> [Short task A]
Rewrite the passage of the tuition article starting with "According to Galvan, claims" and going on through "of UC funding.", replacing "deprioritization" with "neglect".

> [Text shown]
Regents Approve Tuition Plan
by Peter Mounteer and David Jackson
The UC Board of Regents met yesterday at the UCSF Mission Bay Conference Center for the second of a three-day meeting to discuss, among other items, a proposal to fund the UC which includes a controversial increase in student tuition by five percent annually over five years.
Numerous students from all 10 campuses spoke during public forum, which lasted an hour, to decry the proposed tuition hike and criticize the Regents for using students as “pawns” by threatening to implement the plan as a negotiation tool in requesting more state funding. The Committee on Long Range Planning voted to approve a Long-Term Stability Plan for Tuition and Financial Aid that included the tuition increase, meaning it will go to a vote by the full Board of Regents today. Other items discussed include a progress report on administrative efficiency, a long-term plan for Professional Degree Supplemental Tuition (PDST) and the approval of a three-year financial sustainability plan.
Abraham Galvan, External Affairs Vice President for the Associated Students of UC Riverside, said the UC’s leadership has not adequately explored funding alternatives, particularly those proposed by students.
“Students, for example, have advocated for an oil severance tax … Proposition 13 reform to close property tax loopholes for big businesses … [and] reduced prison spending that could go to higher education. The UC system in the meantime has remained silent,” Galvan said.
According to Galvan, claims by UC administration that the tuition increase is necessary in order sustain the University do not address issues surrounding state’s deprioritization of UC funding.
“This plan is being marketed as a stability plan that is supposed to look into the long term plan of the UC but it is unsustainable to not look at real funding solutions at the root cause,” Galvan said. “The UC should not be using students as political pawns to engage in a toe-to-toe battle with the governor. That’s not what we are.”

> [Excerpted records]
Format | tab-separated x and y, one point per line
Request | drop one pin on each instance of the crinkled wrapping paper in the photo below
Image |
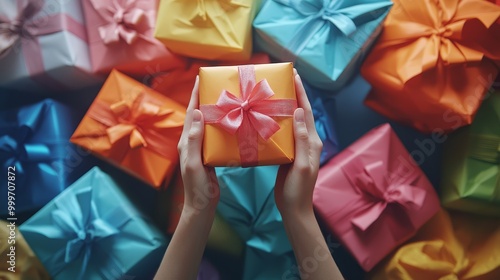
327	40
133	127
381	196
27	266
121	36
224	25
470	169
92	231
177	84
55	59
434	62
34	139
220	148
451	245
247	204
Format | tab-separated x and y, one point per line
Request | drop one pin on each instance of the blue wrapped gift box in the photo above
92	231
327	40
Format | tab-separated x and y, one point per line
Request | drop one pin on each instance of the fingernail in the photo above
299	115
196	115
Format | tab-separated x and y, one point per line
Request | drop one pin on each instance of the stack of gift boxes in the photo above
94	94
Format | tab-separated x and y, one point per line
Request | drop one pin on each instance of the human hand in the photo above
295	182
201	189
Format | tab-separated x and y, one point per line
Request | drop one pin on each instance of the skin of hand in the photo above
293	195
201	195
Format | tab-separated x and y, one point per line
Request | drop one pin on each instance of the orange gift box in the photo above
434	62
248	114
133	127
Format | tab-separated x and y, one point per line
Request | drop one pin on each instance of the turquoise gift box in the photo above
327	40
92	231
247	204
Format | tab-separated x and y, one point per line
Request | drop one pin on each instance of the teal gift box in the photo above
327	40
92	231
247	204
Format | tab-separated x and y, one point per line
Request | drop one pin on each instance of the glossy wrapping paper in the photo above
434	62
381	196
177	83
134	128
34	139
27	265
222	237
55	58
224	25
121	36
222	147
247	204
92	231
326	40
471	162
451	245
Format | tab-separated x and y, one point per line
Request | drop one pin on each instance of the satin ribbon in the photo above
25	28
371	181
78	221
437	39
214	13
141	120
123	19
249	116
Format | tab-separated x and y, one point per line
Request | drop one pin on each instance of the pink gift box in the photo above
121	36
373	196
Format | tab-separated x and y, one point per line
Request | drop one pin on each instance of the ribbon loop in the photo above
250	115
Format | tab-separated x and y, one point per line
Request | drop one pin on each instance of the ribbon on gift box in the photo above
136	119
78	221
214	13
249	116
372	181
329	14
438	38
25	28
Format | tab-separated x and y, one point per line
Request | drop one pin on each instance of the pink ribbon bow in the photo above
249	116
382	191
124	19
24	28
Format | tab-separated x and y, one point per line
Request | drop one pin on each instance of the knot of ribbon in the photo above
123	18
78	221
24	27
382	191
250	115
140	120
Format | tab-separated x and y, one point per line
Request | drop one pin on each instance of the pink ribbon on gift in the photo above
138	121
124	18
249	116
371	180
24	28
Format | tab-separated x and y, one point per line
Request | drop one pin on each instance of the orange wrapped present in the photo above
133	127
248	114
178	83
434	62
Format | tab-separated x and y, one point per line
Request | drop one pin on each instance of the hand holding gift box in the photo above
133	127
471	177
326	39
373	197
92	231
43	46
434	62
121	36
248	114
450	246
224	27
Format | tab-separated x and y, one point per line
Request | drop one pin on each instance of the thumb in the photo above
301	136
195	135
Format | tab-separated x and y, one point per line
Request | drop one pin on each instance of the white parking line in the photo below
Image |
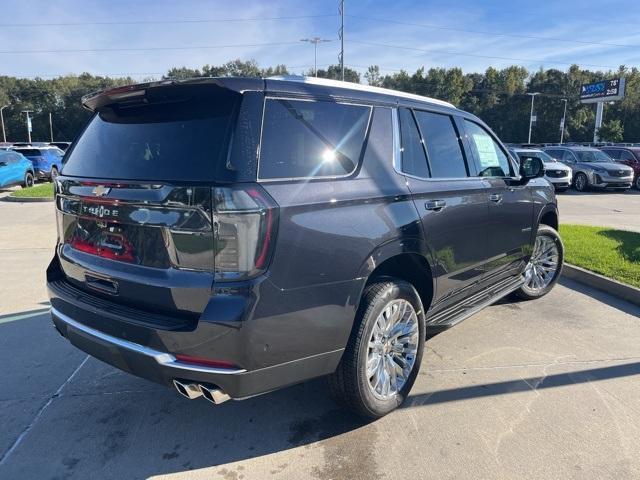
18	441
13	318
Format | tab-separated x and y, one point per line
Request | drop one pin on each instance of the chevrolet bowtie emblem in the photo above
101	191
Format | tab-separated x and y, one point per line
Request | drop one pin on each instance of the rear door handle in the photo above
435	205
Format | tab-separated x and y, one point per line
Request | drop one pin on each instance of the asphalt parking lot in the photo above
610	209
546	389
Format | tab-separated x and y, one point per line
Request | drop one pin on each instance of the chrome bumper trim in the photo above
162	358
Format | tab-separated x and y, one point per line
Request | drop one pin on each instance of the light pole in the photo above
4	135
564	117
28	123
315	41
533	96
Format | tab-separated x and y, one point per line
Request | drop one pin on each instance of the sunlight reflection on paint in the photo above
328	155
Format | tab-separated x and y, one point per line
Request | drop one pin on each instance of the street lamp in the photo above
315	41
4	135
533	96
564	117
28	123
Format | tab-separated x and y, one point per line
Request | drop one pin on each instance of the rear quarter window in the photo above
307	139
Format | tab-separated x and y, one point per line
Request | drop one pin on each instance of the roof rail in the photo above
327	82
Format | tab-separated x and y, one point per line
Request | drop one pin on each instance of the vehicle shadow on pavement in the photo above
100	422
524	384
603	297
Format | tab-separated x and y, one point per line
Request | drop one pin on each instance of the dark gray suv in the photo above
233	236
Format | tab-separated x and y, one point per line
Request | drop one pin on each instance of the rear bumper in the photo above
41	174
162	367
119	337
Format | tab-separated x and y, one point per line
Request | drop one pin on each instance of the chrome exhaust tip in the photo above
214	394
189	390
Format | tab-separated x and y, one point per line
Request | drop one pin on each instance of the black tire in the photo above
28	180
581	185
349	385
527	293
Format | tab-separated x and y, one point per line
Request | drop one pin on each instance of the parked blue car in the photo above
15	169
46	161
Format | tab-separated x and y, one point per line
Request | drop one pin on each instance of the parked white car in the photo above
558	174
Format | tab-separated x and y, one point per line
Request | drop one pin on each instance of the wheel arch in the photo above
407	260
549	216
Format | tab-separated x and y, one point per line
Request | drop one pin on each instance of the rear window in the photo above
302	139
30	152
181	134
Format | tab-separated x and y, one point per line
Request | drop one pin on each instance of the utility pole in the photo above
341	36
28	123
562	123
533	96
315	41
599	114
4	135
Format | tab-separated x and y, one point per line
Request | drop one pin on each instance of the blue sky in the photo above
597	34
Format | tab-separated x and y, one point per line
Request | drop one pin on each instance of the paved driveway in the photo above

> [Short task B]
From the listing above, copy every line that contains the string "ribbon".

> [Full response A]
According to Galvan, claims by UC administration that the tuition increase is necessary in order sustain the University do not address issues surrounding state’s neglect of UC funding.

> [Full response B]
Request | drop one pin on each instance of the satin ribbon in the photo above
Request | drop one pin on each instance of the ribbon loop in the photo above
Request | drop one pin on each instance of the ribbon on gift box in the photo above
Request | drop one pin on each instance of the pink ribbon bow in the photo above
Request | drop one pin on each instance of the knot of ribbon in the photo above
Request | drop one pin on each instance of the pink ribbon on gift in the photo above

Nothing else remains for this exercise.